Collection entries

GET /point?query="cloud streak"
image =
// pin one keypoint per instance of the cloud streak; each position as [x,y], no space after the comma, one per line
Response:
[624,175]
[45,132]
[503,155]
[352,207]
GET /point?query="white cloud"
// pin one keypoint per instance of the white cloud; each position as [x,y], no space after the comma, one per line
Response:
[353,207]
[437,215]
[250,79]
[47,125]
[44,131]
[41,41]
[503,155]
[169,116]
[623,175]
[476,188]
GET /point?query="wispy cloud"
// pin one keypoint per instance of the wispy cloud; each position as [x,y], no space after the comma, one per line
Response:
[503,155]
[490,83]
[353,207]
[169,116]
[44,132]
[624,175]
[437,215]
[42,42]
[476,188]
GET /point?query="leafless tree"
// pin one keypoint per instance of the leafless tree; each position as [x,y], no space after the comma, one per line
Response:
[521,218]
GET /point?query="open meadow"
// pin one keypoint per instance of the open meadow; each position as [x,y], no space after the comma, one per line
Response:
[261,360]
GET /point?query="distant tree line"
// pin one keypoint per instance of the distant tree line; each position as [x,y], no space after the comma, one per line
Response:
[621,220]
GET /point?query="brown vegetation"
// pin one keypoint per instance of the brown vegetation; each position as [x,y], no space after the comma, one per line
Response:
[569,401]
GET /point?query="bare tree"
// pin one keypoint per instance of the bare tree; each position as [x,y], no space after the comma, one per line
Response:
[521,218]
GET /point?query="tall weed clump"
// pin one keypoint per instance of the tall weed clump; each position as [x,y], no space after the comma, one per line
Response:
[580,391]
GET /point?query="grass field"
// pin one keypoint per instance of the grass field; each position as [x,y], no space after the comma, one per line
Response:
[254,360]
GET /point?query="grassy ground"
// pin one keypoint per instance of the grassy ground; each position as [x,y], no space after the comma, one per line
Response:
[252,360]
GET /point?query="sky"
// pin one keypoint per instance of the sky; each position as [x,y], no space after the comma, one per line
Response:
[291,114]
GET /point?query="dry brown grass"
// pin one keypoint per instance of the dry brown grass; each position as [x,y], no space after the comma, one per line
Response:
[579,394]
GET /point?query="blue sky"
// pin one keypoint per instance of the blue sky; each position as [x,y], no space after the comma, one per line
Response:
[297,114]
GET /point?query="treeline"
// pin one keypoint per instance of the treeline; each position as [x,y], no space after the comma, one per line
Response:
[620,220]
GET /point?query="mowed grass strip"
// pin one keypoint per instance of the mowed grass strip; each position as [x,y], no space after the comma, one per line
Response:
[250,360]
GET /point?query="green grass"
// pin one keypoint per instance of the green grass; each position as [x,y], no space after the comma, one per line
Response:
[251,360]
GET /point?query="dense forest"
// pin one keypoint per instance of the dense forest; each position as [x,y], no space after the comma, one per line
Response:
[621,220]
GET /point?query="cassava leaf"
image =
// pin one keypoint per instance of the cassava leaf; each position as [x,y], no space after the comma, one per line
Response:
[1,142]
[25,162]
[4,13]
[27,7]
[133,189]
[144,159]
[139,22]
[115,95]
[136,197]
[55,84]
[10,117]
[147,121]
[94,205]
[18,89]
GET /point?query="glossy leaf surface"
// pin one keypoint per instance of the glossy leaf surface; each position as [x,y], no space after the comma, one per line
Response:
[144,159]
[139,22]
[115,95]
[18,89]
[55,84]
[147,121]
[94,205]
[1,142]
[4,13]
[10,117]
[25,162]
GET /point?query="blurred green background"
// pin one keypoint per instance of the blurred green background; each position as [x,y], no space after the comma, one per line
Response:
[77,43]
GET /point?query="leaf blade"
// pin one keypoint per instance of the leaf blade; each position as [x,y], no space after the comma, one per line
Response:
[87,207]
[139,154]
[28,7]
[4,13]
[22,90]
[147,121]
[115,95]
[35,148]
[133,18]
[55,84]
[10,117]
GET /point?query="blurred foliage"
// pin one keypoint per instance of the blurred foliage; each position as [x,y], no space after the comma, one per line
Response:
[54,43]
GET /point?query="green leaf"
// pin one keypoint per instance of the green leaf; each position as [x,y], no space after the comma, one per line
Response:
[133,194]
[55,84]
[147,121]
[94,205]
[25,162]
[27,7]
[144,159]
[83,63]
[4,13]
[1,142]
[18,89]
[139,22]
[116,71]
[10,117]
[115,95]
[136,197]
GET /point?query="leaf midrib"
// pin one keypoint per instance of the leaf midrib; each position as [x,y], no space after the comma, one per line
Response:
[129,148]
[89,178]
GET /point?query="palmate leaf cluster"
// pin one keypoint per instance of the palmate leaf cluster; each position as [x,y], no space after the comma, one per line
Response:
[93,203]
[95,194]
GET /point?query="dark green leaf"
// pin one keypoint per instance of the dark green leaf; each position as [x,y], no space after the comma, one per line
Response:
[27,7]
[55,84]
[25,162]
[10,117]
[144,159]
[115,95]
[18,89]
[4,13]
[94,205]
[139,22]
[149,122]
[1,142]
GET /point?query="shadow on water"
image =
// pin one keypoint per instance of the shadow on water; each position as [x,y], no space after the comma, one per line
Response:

AIM OF THE TASK:
Return each line above where the word "meadow" shows up.

EXERCISE RESULT:
GET /point?query="open meadow"
// pin one keypoint per instance of the open meadow; each position as [x,y], no space after the comma, one per line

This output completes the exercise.